Items from a data source
━━━━━━━━━━━━━━━━━━━━━━━━━━━━━━

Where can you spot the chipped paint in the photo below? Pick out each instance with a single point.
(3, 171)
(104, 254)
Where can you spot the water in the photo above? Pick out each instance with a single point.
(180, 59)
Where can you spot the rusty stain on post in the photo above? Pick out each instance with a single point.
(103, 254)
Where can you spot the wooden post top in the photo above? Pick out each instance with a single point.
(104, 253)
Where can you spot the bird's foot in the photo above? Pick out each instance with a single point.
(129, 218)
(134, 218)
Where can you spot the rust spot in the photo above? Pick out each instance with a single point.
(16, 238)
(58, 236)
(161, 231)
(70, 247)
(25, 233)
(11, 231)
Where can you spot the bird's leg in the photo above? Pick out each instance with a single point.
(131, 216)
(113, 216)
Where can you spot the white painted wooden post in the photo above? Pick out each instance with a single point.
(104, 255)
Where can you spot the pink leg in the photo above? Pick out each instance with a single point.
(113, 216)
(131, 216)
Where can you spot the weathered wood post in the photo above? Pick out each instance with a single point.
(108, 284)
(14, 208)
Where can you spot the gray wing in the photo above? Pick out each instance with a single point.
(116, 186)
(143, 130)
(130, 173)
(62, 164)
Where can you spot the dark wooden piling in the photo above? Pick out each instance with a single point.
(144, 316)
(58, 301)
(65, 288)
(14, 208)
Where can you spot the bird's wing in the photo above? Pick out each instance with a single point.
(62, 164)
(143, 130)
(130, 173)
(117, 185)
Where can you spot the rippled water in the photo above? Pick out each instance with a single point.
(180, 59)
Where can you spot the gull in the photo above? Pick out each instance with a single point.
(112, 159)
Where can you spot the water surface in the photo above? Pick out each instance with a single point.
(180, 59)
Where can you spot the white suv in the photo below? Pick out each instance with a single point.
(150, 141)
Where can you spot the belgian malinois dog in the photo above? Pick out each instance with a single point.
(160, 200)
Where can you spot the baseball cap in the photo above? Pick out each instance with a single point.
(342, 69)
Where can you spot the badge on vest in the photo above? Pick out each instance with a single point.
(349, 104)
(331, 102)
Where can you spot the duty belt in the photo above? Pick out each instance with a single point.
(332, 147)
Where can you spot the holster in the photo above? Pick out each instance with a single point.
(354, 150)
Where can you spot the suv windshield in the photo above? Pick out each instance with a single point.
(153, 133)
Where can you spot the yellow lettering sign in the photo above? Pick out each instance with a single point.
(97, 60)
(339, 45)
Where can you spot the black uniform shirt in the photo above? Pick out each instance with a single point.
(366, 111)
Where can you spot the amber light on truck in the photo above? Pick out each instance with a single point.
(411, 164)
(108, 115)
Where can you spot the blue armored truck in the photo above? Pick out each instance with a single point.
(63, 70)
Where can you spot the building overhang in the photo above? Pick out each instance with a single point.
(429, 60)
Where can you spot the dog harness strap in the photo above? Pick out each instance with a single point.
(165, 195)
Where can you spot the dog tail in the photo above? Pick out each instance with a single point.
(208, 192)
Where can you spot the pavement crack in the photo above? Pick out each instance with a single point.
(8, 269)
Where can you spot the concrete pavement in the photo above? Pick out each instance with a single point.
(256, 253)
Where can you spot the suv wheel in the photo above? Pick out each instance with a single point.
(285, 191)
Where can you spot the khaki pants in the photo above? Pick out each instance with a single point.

━━━━━━━━━━━━━━━━━━━━━━━━━━━━━━

• **EXERCISE**
Set every line of the listing down word for word.

• **THE ANSWER**
Where can you spot the chipped paint in the photo below? Pick out each instance with a single point.
(3, 171)
(104, 254)
Where can you spot the water in the photo above? Pick out each instance with a single point.
(180, 59)
Where can you spot the rusty stain on post in the photo above? Pick out each instance with a single point.
(103, 254)
Where can you spot the wooden post top in the photo above? Pick out each instance with a single point.
(104, 253)
Where can you spot the bird's foot in the photo above? Pick out each instance with a single point.
(129, 218)
(134, 218)
Where can you spot the rust spot in the photo above? Pick out each instance with a single point.
(16, 238)
(58, 236)
(161, 231)
(70, 247)
(25, 233)
(11, 231)
Where can you spot the bird's leg in the photo above? Pick out each instance with a single point.
(131, 216)
(113, 216)
Where can you spot the white painted wooden post in the photo above? Pick out each instance with a single point.
(104, 255)
Where can you spot the pink leg in the photo above? Pick out each instance with a single point.
(113, 216)
(131, 216)
Where can you spot the weathered wood post in the photo above? Pick out each instance with a single point.
(108, 284)
(14, 208)
Where can you spot the gray wing in the photo above? Pick out each instance with a single point.
(116, 186)
(143, 130)
(130, 173)
(62, 164)
Where can you spot the dark wooden piling in the photo above? Pick out each instance with a single point.
(144, 316)
(58, 301)
(65, 288)
(14, 208)
Where can you spot the bird's wing in the photo above? Pick out each instance with a single point.
(62, 164)
(143, 130)
(130, 173)
(117, 185)
Where can you spot the rippled water in the photo above? Pick out each instance with a single point.
(180, 59)
Where can you spot the gull in the photo above? Pick out each instance with a single point.
(112, 159)
Where can you spot the water surface in the photo above? Pick out each instance with a single point.
(180, 59)
Where can you spot the white suv in the photo below? Pick out each instance with a single point.
(150, 141)
Where can you spot the belgian malinois dog in the photo above? Pick out each instance with a single point.
(160, 200)
Where can you spot the baseball cap in the photo above? Pick out each instance with a single point.
(342, 69)
Where can you spot the badge on vest in the photo above? Pick out each instance with a single point.
(349, 104)
(331, 102)
Where can you spot the duty belt in the photo above? Pick out each instance with a single point.
(332, 147)
Where can you spot the holster in the photo above? Pick out each instance with a single point.
(354, 150)
Where can you spot the suv windshield in the photo above? Pick out each instance with a single point.
(153, 133)
Where can you spot the yellow lettering sign in the photo above? Pick out each instance with a single point.
(97, 60)
(339, 45)
Where can you spot the black uniform shirt in the photo above? Pick out each instance with a single point.
(366, 111)
Where can you spot the amber light on truck in the photo above? Pick out each instance with a single point.
(411, 164)
(108, 115)
Where can you spot the blue armored truck in the photo above? Pick out each instance with a single point.
(63, 70)
Where can you spot the building overhang in the photo above? Pick out each instance with a single point.
(429, 60)
Where can you spot the dog harness strap in the photo above? Pick out each instance with a single point.
(165, 195)
Where can you spot the dog tail in the photo above? Pick out each instance with a single point.
(208, 192)
Where can you spot the pavement crack in the photo above? Pick out each instance with a single point.
(8, 269)
Where can you spot the concrete pavement in the photo above? Pick out each instance with a single point.
(256, 253)
Where can you spot the suv wheel in the photo above? Pick out each instance with a single point.
(285, 191)
Where can you spot the khaki pants in the photo above? Pick out each instance with a single point.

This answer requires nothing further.